::: Task data

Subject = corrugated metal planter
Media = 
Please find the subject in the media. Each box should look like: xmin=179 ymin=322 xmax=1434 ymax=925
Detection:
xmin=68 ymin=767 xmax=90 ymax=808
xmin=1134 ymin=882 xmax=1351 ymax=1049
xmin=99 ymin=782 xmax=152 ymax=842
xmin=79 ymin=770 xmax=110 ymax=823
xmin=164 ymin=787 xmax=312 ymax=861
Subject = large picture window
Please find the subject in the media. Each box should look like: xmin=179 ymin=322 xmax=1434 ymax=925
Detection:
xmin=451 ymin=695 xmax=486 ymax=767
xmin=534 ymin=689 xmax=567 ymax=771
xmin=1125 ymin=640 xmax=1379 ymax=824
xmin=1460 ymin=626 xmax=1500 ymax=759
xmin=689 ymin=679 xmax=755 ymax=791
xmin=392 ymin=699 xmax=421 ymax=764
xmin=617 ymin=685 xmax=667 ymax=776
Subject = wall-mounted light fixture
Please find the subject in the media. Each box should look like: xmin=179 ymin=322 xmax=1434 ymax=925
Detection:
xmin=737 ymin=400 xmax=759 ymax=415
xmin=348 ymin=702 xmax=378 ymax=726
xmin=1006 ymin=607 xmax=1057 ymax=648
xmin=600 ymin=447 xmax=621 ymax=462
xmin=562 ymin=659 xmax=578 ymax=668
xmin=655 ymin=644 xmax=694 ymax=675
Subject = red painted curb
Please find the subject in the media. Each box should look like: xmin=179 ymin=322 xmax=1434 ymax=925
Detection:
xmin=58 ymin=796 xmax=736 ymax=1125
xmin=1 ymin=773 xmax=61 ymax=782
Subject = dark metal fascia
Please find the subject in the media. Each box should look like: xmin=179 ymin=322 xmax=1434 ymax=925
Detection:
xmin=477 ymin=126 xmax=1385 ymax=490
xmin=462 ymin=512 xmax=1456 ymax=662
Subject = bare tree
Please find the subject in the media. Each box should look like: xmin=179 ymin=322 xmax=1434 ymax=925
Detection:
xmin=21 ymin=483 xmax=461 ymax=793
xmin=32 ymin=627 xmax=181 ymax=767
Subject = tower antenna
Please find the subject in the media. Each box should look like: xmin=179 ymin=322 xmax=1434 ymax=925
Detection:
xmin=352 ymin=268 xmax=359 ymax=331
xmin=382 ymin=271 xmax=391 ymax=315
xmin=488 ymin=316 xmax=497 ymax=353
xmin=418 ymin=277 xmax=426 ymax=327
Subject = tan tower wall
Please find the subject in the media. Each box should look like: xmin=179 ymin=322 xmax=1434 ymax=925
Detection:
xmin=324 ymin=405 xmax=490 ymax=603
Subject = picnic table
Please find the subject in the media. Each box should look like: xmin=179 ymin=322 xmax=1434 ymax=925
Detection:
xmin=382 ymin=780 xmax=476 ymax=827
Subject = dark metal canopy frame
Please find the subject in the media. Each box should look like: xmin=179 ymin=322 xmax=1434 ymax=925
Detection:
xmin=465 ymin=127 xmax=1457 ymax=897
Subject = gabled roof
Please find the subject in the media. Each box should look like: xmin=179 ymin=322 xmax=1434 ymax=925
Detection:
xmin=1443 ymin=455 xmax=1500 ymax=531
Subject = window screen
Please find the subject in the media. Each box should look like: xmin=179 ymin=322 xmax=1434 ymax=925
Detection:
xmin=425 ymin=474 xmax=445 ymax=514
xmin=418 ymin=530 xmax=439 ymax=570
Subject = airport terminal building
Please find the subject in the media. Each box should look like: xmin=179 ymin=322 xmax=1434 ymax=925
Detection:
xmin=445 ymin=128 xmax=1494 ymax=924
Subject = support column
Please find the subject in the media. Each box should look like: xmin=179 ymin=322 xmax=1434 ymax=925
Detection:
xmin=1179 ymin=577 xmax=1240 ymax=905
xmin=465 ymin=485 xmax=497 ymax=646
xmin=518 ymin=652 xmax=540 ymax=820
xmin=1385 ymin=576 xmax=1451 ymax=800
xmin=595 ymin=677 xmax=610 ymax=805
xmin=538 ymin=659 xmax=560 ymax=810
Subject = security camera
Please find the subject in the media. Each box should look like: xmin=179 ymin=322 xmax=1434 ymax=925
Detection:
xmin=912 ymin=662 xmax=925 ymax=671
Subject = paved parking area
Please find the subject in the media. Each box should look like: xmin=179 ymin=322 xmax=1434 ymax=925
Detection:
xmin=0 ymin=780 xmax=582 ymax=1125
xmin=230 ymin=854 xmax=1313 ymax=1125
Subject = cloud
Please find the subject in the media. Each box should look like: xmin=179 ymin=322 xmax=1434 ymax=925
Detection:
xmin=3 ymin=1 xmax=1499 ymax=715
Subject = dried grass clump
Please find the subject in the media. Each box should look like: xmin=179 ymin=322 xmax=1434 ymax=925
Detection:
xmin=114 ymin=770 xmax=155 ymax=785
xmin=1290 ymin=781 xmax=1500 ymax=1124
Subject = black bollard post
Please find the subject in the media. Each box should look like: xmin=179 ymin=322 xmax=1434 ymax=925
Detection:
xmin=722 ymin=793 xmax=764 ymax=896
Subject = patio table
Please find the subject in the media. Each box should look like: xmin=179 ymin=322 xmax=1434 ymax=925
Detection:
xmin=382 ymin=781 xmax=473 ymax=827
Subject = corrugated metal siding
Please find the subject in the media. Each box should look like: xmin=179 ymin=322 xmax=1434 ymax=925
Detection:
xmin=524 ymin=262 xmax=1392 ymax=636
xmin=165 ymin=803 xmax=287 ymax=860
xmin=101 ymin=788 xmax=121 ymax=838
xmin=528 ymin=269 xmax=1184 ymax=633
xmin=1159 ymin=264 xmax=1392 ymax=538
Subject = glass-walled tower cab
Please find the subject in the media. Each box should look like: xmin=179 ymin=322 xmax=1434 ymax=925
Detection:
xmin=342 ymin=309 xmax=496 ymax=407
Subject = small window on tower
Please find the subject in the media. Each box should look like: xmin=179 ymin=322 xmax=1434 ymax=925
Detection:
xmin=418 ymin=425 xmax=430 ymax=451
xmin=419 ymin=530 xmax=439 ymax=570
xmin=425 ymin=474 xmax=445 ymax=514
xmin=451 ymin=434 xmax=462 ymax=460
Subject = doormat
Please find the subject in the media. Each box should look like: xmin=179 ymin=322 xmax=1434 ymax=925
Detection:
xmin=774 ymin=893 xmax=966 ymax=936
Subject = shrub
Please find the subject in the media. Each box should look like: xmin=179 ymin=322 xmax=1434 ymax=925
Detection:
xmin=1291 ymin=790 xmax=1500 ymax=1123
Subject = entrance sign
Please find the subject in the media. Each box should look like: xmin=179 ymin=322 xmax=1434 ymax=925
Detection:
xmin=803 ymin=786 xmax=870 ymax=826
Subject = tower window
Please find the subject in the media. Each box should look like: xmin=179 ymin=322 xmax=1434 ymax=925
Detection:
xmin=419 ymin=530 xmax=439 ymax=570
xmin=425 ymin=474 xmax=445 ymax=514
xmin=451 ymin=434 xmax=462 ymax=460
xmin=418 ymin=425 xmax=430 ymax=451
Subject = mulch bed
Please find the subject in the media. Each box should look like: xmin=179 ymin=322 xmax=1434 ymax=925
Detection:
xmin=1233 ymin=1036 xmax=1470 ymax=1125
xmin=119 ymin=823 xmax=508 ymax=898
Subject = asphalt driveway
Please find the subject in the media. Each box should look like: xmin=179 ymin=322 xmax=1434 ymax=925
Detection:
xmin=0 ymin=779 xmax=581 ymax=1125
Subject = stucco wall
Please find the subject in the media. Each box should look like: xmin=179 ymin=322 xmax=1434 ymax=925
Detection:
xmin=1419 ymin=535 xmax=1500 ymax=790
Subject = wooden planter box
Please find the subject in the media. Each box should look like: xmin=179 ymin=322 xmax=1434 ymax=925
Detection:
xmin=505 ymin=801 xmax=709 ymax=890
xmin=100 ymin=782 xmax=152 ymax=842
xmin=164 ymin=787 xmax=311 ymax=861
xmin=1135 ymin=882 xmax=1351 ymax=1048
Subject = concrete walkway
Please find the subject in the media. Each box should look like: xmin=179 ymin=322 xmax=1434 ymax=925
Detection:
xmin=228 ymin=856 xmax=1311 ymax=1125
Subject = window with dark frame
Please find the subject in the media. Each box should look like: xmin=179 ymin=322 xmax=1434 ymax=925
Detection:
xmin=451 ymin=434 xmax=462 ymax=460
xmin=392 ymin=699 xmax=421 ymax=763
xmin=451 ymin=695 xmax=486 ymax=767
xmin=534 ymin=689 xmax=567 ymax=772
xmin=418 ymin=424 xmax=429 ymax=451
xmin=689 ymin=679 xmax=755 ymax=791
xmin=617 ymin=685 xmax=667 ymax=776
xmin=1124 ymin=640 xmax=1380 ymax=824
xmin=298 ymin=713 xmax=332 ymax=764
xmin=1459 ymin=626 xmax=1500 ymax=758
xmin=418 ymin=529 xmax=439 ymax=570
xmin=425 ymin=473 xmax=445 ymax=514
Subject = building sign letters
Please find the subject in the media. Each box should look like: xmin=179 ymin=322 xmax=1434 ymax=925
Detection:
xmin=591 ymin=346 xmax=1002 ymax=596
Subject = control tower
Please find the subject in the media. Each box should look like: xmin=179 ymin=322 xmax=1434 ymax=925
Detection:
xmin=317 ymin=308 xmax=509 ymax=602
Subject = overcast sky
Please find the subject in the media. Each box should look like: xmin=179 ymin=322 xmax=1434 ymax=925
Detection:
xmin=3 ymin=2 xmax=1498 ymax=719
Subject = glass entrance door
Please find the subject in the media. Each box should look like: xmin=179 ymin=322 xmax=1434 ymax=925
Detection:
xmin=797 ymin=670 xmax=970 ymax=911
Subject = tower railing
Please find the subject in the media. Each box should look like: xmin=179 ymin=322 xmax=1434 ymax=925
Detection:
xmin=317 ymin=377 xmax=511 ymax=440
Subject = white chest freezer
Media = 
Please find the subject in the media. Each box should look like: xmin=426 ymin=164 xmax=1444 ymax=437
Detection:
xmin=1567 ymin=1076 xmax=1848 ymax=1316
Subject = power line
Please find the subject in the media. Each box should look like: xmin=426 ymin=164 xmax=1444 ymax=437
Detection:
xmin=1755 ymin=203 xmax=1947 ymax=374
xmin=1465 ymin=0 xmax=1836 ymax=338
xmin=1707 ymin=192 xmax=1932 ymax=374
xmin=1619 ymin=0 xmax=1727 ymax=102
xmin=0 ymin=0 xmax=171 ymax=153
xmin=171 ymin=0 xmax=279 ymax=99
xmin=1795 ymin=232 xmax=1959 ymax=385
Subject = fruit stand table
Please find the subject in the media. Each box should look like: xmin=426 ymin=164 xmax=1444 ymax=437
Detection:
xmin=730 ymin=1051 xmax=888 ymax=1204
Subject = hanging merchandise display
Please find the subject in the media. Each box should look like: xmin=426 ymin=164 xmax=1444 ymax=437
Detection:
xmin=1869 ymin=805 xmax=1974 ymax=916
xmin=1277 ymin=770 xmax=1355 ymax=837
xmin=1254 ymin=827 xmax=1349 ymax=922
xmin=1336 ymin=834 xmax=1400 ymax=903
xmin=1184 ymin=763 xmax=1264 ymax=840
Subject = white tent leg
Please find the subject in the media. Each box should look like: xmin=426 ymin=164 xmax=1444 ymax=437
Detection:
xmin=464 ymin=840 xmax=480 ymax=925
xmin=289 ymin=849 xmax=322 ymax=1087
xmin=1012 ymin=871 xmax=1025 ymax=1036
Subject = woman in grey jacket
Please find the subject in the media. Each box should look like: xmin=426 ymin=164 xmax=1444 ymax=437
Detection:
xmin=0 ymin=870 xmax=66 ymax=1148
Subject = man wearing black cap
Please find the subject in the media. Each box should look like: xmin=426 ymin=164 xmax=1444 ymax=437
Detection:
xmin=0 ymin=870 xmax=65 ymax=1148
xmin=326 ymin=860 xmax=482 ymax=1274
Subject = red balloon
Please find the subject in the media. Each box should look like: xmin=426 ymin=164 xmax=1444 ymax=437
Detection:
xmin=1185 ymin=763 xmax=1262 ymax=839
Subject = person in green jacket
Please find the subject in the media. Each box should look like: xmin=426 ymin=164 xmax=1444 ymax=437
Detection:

::::::

Your reply should consist of one number: how many lines above contain the word "frame".

2